*INSTRUCTIONS TO FOLLOW*: Quote every line below exactly and skip any picture.

*DATASET RECORDS*:
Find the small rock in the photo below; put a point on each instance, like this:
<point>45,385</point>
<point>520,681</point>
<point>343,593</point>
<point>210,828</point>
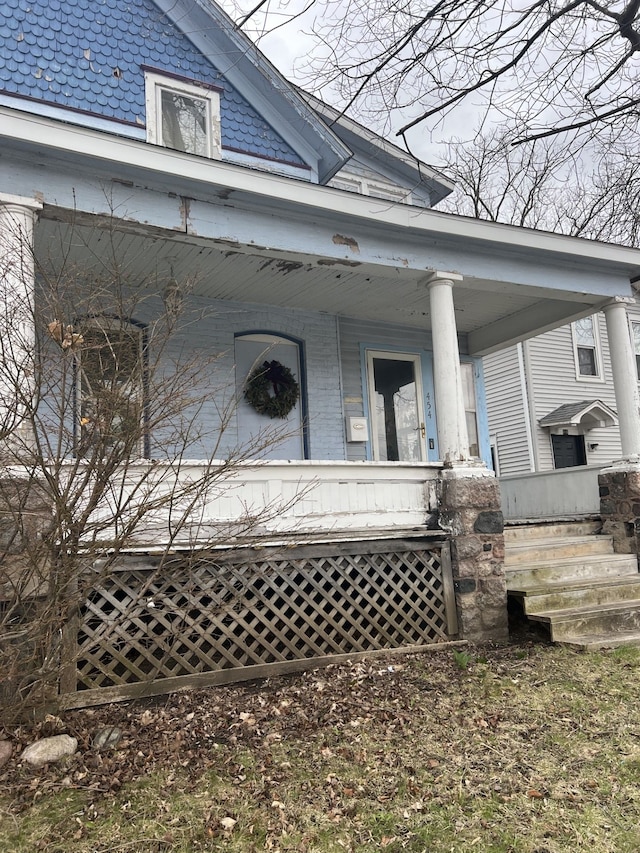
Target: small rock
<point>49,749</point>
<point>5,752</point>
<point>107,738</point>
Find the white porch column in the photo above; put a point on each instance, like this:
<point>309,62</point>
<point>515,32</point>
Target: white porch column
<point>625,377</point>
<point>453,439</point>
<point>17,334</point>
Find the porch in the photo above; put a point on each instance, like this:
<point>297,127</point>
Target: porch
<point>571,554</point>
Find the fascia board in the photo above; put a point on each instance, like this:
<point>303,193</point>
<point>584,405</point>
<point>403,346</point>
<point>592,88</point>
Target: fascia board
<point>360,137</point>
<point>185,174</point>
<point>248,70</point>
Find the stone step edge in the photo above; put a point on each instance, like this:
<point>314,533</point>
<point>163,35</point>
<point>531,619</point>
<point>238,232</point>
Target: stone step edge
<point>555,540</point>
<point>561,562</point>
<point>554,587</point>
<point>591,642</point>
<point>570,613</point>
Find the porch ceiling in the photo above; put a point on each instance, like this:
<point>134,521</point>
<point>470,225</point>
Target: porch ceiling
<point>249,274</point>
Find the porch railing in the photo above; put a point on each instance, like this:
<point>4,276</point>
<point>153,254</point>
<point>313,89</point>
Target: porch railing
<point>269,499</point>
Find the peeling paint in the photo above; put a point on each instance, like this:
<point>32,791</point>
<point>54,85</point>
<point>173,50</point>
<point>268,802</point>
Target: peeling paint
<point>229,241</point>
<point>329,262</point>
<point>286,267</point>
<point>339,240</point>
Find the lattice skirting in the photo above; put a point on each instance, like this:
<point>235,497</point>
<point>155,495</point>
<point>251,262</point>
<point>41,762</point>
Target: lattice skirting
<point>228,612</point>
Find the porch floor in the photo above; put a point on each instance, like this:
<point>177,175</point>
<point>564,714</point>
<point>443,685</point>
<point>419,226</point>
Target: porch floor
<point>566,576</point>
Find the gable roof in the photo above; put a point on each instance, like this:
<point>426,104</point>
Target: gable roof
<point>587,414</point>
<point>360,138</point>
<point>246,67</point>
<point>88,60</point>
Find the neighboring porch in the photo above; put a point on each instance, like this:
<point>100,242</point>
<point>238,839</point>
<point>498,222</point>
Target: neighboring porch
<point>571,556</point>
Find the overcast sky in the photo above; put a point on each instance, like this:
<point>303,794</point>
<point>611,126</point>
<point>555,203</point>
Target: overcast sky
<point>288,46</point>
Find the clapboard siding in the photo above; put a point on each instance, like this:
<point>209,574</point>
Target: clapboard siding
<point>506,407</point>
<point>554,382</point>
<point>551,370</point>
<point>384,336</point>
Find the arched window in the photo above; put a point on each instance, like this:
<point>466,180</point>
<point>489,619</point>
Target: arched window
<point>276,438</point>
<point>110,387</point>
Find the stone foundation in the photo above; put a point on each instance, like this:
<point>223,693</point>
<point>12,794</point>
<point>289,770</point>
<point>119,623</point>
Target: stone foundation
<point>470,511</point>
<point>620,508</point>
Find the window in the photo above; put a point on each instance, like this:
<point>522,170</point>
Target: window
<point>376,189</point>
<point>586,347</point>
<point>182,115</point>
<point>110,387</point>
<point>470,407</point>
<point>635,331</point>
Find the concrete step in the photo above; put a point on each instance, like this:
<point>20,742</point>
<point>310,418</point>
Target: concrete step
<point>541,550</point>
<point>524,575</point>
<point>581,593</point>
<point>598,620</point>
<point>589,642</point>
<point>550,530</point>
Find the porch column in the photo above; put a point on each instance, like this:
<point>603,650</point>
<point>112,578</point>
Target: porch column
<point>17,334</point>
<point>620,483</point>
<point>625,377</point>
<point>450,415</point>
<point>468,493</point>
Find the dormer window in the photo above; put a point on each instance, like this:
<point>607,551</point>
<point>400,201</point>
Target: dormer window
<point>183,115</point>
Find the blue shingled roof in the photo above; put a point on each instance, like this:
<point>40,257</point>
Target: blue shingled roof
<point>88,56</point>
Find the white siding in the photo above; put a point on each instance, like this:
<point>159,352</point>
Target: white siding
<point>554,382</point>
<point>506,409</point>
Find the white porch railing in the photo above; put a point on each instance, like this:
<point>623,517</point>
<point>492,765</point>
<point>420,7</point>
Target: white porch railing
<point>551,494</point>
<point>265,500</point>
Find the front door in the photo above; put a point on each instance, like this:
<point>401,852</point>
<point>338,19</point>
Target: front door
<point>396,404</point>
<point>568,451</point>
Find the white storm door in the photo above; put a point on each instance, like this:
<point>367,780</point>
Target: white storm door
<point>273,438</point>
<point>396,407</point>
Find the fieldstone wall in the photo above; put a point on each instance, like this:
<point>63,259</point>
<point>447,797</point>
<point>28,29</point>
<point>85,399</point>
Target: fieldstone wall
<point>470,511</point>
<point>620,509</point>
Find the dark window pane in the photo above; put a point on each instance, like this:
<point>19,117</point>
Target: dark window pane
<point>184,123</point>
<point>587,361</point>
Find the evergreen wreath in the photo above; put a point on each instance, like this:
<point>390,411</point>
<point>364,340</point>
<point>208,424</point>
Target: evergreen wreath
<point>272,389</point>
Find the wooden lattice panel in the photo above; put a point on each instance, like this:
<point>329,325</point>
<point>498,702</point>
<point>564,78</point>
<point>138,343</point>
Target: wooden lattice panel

*OUTPUT FOR THIS TASK*:
Find the small rock in the photo below; put a point on each instance, like this:
<point>45,385</point>
<point>520,681</point>
<point>343,593</point>
<point>210,828</point>
Target: small rock
<point>49,749</point>
<point>5,752</point>
<point>107,738</point>
Find the white porch column in the photo above; put a point on each instance, like this:
<point>309,62</point>
<point>515,32</point>
Target: white porch column
<point>625,377</point>
<point>453,439</point>
<point>17,334</point>
Find the porch in the photo above; put a point on each instance, like this:
<point>297,127</point>
Target: porch
<point>571,554</point>
Find the fascia board in the photo above; put a point on each instance, like this:
<point>303,193</point>
<point>584,405</point>
<point>403,346</point>
<point>592,88</point>
Target: fascia board
<point>360,137</point>
<point>185,174</point>
<point>248,70</point>
Find the stone step edge in the photo above; put a point on each instance, like this:
<point>314,533</point>
<point>163,35</point>
<point>531,619</point>
<point>238,232</point>
Target: stone step edge
<point>555,540</point>
<point>561,562</point>
<point>554,587</point>
<point>591,642</point>
<point>570,613</point>
Find the porch ceiling in the photo above; put a point on each instance, like this:
<point>134,521</point>
<point>470,225</point>
Target: porch ceiling
<point>249,274</point>
Find the porch railing in the photo above; put a point on each instance, like this:
<point>4,276</point>
<point>153,254</point>
<point>313,89</point>
Target: porch railing
<point>269,499</point>
Find the peeling paint in the photo above; put a point on each instance, like this:
<point>32,791</point>
<point>54,85</point>
<point>173,50</point>
<point>268,802</point>
Target: peeling paint
<point>229,241</point>
<point>329,262</point>
<point>286,267</point>
<point>339,240</point>
Find the lattice skirting in the photo above; put a point on each instance, like this:
<point>235,497</point>
<point>155,495</point>
<point>251,262</point>
<point>41,762</point>
Target: lattice skirting
<point>228,612</point>
Find the porch floor in the photo above; put a point on each instance, like this:
<point>177,175</point>
<point>564,714</point>
<point>443,685</point>
<point>419,226</point>
Target: porch floor
<point>566,576</point>
Find the gable roof in the photo above; put a point on each instance, like this:
<point>426,104</point>
Target: gable roof
<point>587,414</point>
<point>360,138</point>
<point>246,67</point>
<point>88,60</point>
Find the neighboring porch in the photo above; put a point on each instance, like this:
<point>100,242</point>
<point>238,839</point>
<point>498,222</point>
Target: neighboring porch
<point>571,556</point>
Find the overcast sky in the photo above; put a point on each instance, like this:
<point>303,794</point>
<point>611,126</point>
<point>555,203</point>
Target: overcast sky
<point>288,46</point>
Find the clapboard siding in the photo above; put a point on each instance, like this:
<point>209,574</point>
Target: clapboard siding
<point>506,407</point>
<point>554,382</point>
<point>551,370</point>
<point>384,336</point>
Find the arched window in the photo above; put a point on each instance, like this:
<point>466,180</point>
<point>489,619</point>
Target: arched window
<point>276,438</point>
<point>110,387</point>
Find the stone foundation in the photo above; put a point on each instance, like this:
<point>223,693</point>
<point>12,794</point>
<point>289,770</point>
<point>119,623</point>
Target: stone foundation
<point>470,511</point>
<point>620,508</point>
Find the window in the photo above; put a point on each instance, like this:
<point>522,170</point>
Target: window
<point>376,189</point>
<point>586,347</point>
<point>182,115</point>
<point>110,387</point>
<point>470,407</point>
<point>635,331</point>
Find the concrete step in the photo above; put a point on each instance, like this:
<point>20,742</point>
<point>310,418</point>
Target: concrete step
<point>541,550</point>
<point>524,575</point>
<point>581,593</point>
<point>598,620</point>
<point>589,642</point>
<point>550,530</point>
Find the porch column in the photo above; put a point on each instance, like this:
<point>603,650</point>
<point>112,578</point>
Target: porch column
<point>17,334</point>
<point>620,483</point>
<point>625,377</point>
<point>450,415</point>
<point>468,493</point>
Find the dormer window in the photo above; put a point on each instance, like this:
<point>607,551</point>
<point>400,201</point>
Target: dormer window
<point>183,115</point>
Find the blue shingled roof in the photo above; put a point on each instance, like this:
<point>40,257</point>
Target: blue shingled roof
<point>88,56</point>
Find the white siding in the photo above; put a point on each instance, like this:
<point>159,352</point>
Target: white siding
<point>554,382</point>
<point>506,409</point>
Find the white porch railing in the photo above; put a point on each instance, like this:
<point>623,517</point>
<point>492,765</point>
<point>420,7</point>
Target: white porch railing
<point>551,494</point>
<point>265,500</point>
Find the front door in the photo above; put a point on each instance, like this:
<point>401,852</point>
<point>338,19</point>
Target: front door
<point>396,404</point>
<point>568,451</point>
Find the white storm door in the photo above; put a point on each instance, like this:
<point>367,780</point>
Target: white storm door
<point>273,438</point>
<point>396,407</point>
Find the fieldstone wall in the photo above; put a point on each instance, like this:
<point>63,259</point>
<point>447,797</point>
<point>28,29</point>
<point>85,399</point>
Target: fieldstone wall
<point>470,511</point>
<point>620,509</point>
Find the dark window pane in the photo above; put a point on each instance, like this:
<point>19,117</point>
Target: dark window pane
<point>184,123</point>
<point>587,361</point>
Find the evergreen wreath in the photo above; put a point on each instance, like this:
<point>390,411</point>
<point>364,340</point>
<point>208,424</point>
Target: evergreen wreath
<point>272,389</point>
Find the wooden lattice panel in the photo above; put a point on each instance, like this:
<point>329,325</point>
<point>498,702</point>
<point>564,78</point>
<point>138,343</point>
Target: wooden lattice panel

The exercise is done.